Fragmento del documento
━━━━━━━━
Lo que Marggiana tiene ahí no es una vivienda, sino su academia de danza Bamboleo, que instaló allí hace un par de años. Cuenta que la casa es la Familia Hudson, la que vivió ahí toda una vida. “Los herederos no deseaban que acá hubiera más historia familiar que la de ellos. La casa estaba demasiado cargada de sus recuerdos, porque fueron los únicos habitantes de la casa. La compraron los padres, ya fallecidos; acá crecieron los hijos, y una de ellos la habitó hasta poco antes de que yo arrendara”.
El sol arrecia a las 12 del día en la calle Viña del Mar y todo es silencio pese a estar tan cerca del bullicioso centro urbano -entre Ramón Carnicer y Vicuña Mackenna, a sólo cuatro cuadras de la Plaza Italia-, salvo el movimiento de las empresas o instituciones que allí funcionan, a poco más de una decena, entre fundaciones, hostales y otras.
━━━━━━━━
Datos proporcionados
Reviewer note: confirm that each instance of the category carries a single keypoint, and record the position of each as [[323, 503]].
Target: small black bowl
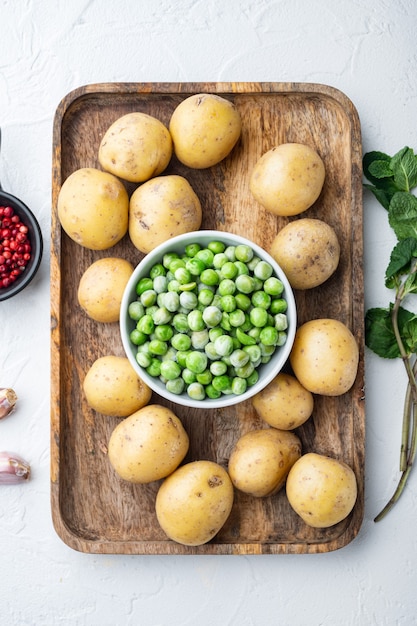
[[36, 242]]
━━━━━━━━
Tareas y ejercicios
1. Traduce al inglés esta oración del fragmento sobre la casa de la calle Viña del Mar: «La casa estaba demasiado cargada de sus recuerdos, porque fueron los únicos habitantes de la casa».
2. Prolonga el fragmento sobre la casa de la calle Viña del Mar a partir de su última oración.

Respuestas escritas
1. The house was too laden with their memories, because they were the only inhabitants of the house.

2.
Cinco de las viviendas las ocupa el Consejo de Monumentos Nacionales. Instaló su sede en la reliquia mayor del barrio, la neogótica y tudoriana Casa de las Gárgolas, monumento nacional desde 2001. Nada tiene que ver con la arquitectura ecléctica del resto de la cuadra. Su dueño fue el rico agricultor curicano Melitón Moreno, quien gastó una fortuna para hacerla a su medida y se dio todo tipo de gustos, como poner sus iniciales en la manilla de la puerta de entrada o en los cabezales de las bajadas de agua; mandar a tallar las puertas; e instalar maravillosos vitrales y baldosas con motivos medievales.
El barrio tiene 18 encantadoras casas señoriales de dos pisos, cada una con un pequeño antejardín, todos sellados con rejas de fierro forjado con detalles Art Nouveau. La arquitectura se inspira en la desarrollada a inicios del siglo XX por Ebenezer Howard en Inglaterra, en el suburbio de Hampstead, donde propuso un modelo de ciudad jardín. El barrio fue declarado zona típica en 1997 por solicitud de sus vecinos. Lo que buscaban era protegerlo de la explosión inmobiliaria.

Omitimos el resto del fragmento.